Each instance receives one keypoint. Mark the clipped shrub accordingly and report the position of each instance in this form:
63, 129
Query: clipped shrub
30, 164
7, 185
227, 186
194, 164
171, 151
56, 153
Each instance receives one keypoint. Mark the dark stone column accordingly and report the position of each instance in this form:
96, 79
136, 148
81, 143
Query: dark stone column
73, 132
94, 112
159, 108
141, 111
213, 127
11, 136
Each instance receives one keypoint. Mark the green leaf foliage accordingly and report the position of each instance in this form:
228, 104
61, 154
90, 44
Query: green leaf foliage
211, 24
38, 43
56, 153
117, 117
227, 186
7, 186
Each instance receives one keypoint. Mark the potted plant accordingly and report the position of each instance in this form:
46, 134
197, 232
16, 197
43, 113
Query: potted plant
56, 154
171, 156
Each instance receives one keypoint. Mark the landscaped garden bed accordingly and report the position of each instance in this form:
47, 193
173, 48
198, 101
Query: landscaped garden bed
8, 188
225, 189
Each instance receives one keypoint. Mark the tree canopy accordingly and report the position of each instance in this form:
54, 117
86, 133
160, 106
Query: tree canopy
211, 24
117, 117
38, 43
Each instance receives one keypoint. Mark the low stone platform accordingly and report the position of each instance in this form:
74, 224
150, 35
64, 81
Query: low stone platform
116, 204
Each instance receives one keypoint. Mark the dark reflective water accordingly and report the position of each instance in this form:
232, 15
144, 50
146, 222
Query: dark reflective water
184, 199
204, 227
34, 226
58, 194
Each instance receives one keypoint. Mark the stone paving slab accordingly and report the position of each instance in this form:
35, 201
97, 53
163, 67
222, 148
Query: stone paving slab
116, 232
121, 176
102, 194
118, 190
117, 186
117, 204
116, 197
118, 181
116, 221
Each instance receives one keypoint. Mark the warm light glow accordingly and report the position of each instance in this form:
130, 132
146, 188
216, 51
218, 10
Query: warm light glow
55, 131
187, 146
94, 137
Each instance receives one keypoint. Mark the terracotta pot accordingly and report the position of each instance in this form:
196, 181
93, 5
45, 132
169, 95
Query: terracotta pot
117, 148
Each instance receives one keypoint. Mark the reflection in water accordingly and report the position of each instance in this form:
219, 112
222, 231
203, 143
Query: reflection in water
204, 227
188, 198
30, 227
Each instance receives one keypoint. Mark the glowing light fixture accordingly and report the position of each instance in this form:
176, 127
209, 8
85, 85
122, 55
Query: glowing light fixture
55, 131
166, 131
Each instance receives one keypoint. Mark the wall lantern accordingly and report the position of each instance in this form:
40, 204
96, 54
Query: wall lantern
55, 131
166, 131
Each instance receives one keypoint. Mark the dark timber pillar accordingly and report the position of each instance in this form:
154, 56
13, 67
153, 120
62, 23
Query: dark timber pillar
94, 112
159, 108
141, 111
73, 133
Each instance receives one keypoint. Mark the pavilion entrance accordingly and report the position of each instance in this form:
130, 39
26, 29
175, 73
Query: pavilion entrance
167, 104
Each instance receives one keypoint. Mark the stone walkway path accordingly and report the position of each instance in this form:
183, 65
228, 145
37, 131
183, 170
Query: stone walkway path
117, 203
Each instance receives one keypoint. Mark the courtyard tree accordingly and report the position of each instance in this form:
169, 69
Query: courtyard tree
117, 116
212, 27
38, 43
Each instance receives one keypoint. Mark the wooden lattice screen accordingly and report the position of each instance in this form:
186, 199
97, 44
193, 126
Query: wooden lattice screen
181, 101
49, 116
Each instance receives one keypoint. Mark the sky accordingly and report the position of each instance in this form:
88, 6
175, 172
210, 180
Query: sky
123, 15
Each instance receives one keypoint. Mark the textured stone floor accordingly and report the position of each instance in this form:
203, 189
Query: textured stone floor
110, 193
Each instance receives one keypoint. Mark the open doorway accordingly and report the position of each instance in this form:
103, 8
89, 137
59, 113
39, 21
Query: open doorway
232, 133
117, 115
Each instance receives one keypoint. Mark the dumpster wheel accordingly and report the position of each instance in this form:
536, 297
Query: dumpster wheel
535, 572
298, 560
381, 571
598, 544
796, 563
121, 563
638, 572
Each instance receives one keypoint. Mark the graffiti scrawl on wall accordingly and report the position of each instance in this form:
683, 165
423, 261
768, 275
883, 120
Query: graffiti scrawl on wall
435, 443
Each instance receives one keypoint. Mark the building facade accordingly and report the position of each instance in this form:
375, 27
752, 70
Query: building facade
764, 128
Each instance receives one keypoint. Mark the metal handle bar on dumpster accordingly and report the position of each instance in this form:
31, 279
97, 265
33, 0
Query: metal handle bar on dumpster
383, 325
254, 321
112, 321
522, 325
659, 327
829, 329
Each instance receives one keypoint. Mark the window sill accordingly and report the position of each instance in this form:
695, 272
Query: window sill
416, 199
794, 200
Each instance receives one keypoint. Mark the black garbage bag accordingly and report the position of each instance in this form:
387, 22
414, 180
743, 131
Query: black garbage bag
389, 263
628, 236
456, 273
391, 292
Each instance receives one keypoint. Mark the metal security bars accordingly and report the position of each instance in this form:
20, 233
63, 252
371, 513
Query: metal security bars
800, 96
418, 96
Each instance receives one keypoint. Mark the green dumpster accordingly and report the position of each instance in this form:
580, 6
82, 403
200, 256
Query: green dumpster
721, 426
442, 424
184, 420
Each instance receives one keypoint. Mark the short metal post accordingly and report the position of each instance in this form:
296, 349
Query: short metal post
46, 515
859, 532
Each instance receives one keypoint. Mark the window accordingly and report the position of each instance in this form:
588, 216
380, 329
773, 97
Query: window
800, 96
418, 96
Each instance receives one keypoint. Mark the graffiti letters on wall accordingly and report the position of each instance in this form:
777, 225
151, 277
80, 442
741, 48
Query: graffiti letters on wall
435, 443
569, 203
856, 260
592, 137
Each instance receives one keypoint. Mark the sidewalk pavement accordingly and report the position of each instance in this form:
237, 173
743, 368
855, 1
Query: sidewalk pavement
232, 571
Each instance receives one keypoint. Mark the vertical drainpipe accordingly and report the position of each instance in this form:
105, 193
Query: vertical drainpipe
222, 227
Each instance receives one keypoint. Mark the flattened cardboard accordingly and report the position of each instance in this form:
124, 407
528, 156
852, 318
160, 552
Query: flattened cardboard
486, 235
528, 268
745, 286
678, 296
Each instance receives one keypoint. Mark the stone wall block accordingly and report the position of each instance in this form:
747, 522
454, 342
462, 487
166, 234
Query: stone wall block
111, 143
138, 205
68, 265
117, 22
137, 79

* INSTRUCTIONS TO FOLLOW:
Reproduce all of the material above word for word.

* EXERCISE RESULT:
Each instance receives one keypoint. Mark the clipped shrub accordingly and report the position of each instance in this form:
63, 129
Query: clipped shrub
30, 164
7, 185
227, 186
194, 164
171, 151
56, 153
Each instance receives one keypoint. Mark the dark stone column accordingly and report the position of each instance in this form:
96, 79
136, 148
81, 143
Query: dark stone column
73, 132
94, 112
159, 108
141, 111
213, 127
11, 136
Each instance receives one keypoint. Mark the green leaf foliage accordingly and report the position of each instance in this form:
228, 104
61, 154
90, 44
Query: green leaf foliage
211, 24
38, 43
56, 153
117, 117
227, 186
7, 186
Each instance receives one keypoint. Mark the potted plant accordingly and report the position of each instance in this form:
46, 134
197, 232
16, 197
43, 113
Query: potted plant
56, 154
171, 156
Each instance receives one keypoint. Mark the landscaped garden bed accordingly and report the position of each instance in this form:
47, 193
173, 48
198, 101
Query: landscaped garden bed
8, 188
225, 189
Each instance receives one keypoint. Mark the tree canopy accordingly and report the position of each instance in this form:
54, 117
86, 133
160, 106
Query: tree canopy
211, 24
117, 117
38, 43
Each instance receives one keypoint. Mark the low stone platform accordingly and report the position of each instance in this form:
74, 224
150, 35
64, 81
Query: low stone platform
116, 204
Each instance receives one keypoint. Mark the dark reflective water accordingly and report the position of each instance in this form:
232, 15
144, 50
146, 222
Query: dark reflective water
184, 199
204, 227
34, 226
58, 194
Each instance receives one keypoint. Mark the stone paving slab accordingly and report the position of each instance in this form:
35, 201
97, 53
163, 67
222, 148
Query: stone paving slab
116, 232
121, 176
102, 194
118, 190
117, 186
117, 204
116, 197
118, 181
116, 221
Each instance receives one keypoint. Mark the warm light glow accordingly and report the position of each instance in this form:
130, 132
146, 188
216, 51
218, 10
Query: warm light glow
55, 131
187, 146
94, 137
Each instance receives one keypoint. Mark the terracotta pot accordingly and report the position of each instance in this form:
196, 181
93, 5
45, 132
169, 95
Query: terracotta pot
117, 148
Each instance receives one keypoint. Mark the reflection in water accordingly and report the position of each instance in this form:
219, 112
222, 231
203, 143
Query: reflection in water
204, 227
188, 198
30, 227
Each instance receives one keypoint. Mark the glowing light fixture accordingly and report the position of each instance in this form:
176, 127
209, 8
85, 85
122, 55
Query: glowing light fixture
55, 131
166, 131
Each instance receives one keypoint. Mark the wall lantern accordingly and report the position of each instance in this form:
40, 204
96, 54
Query: wall lantern
55, 131
166, 131
Each instance receives one keypoint. Mark the dark timber pillar accordingly and report the position of each instance in this form:
154, 56
13, 67
153, 120
62, 23
Query: dark timber pillar
94, 112
159, 108
141, 111
73, 133
Each instance receives one keypoint. Mark the pavilion entrance accordingly and report the position of each instance in this form:
130, 39
26, 29
175, 73
Query: pavilion entrance
167, 104
Each instance receives one keypoint. Mark the stone walkway path accordingly and report the position of each instance in this form:
183, 65
228, 145
37, 131
183, 170
Query: stone walkway path
117, 203
Each instance receives one keypoint. Mark the courtyard tree accordingly and report the position of each instance in this form:
169, 69
Query: courtyard tree
117, 116
212, 27
38, 43
Each instance receives one keypoint. Mark the wooden lattice screen accordingly and report the position of each instance in this form:
186, 199
97, 44
193, 126
Query: wooden lattice screen
181, 101
49, 116
Each instance receives one keypoint. Mark the sky accordingly and report the position of each instance in this form:
88, 6
175, 172
210, 180
Query: sky
123, 15
Each instance receives one keypoint. Mark the textured stone floor accordingly and report the position of each instance in this form:
203, 189
Query: textured stone floor
110, 193
Each instance receives one keypoint. Mark the open doorway accordingly and report the position of each instance in this form:
103, 8
89, 137
59, 113
39, 21
Query: open doorway
232, 133
117, 115
Each instance receives one keypoint. Mark the dumpster wheel accordingly and report the position of each instance in this form:
536, 297
Query: dumpster wheel
535, 572
298, 560
381, 571
598, 544
796, 563
121, 563
638, 572
Each instance receives one keypoint. Mark the graffiti scrawl on wall accordingly and report the position of each instance in this form:
683, 165
423, 261
768, 275
883, 120
Query: graffiti scrawl on wall
435, 443
Each instance receives one keypoint. Mark the building facade accordingly and report the position of each instance in this form:
375, 27
752, 70
Query: building facade
764, 128
Each instance receives one keypoint. Mark the metal handle bar on dumpster accordingly and report the position of each instance in this form:
31, 279
97, 265
33, 0
Query: metal handle bar on dumpster
383, 325
254, 321
112, 321
522, 325
659, 327
829, 329
Each instance receives one keypoint. Mark the window sill accordingly and report the position of each instance in this form:
695, 272
Query: window sill
416, 199
794, 200
Each instance receives one keypoint. Mark the black garbage bag accordingly and report the position of each instance in this form:
387, 22
414, 180
743, 131
Query: black garbage bag
389, 263
628, 236
456, 273
391, 292
Each instance receives one keypoint. Mark the metal security bars accordingly and report the position of each instance in this form:
20, 233
63, 252
371, 513
Query: metal security bars
800, 96
418, 96
Each instance receives one keypoint. Mark the green dumpster accordingly and report the position of each instance in this form:
580, 6
82, 403
200, 256
Query: green dumpster
721, 426
442, 424
184, 420
Each instance receives one keypoint. Mark the short metal post accordingly and report the position of each instance in this form:
296, 349
Query: short metal post
46, 515
859, 532
Each instance receives one keypoint. Mark the window accordingly and report the position of each instance in this form:
588, 216
380, 329
773, 97
Query: window
800, 96
418, 96
Each instance receives one keypoint. Mark the graffiti letters on wall accordingly and report the position of each instance in this form:
777, 225
151, 277
80, 442
741, 48
Query: graffiti letters on wall
435, 443
569, 203
856, 260
592, 137
Each instance receives one keypoint. Mark the sidewalk pavement accordingly and report the position of each instance in this form:
237, 173
743, 368
855, 1
Query: sidewalk pavement
232, 571
Each instance receives one keypoint. Mark the vertical drainpipe accordingly and report the position of each instance in this form:
105, 193
Query: vertical drainpipe
222, 227
Each instance receives one keypoint. Mark the flattened cardboard accordingly and report the position of each instance in this form:
124, 407
528, 156
852, 318
160, 552
Query: flattened cardboard
486, 235
528, 268
745, 286
678, 296
Each instance receives one keypoint. Mark the stone wall block accordingly and report the position of each instance in this form:
747, 522
454, 342
462, 487
166, 234
Query: stone wall block
111, 143
138, 205
68, 265
117, 22
137, 79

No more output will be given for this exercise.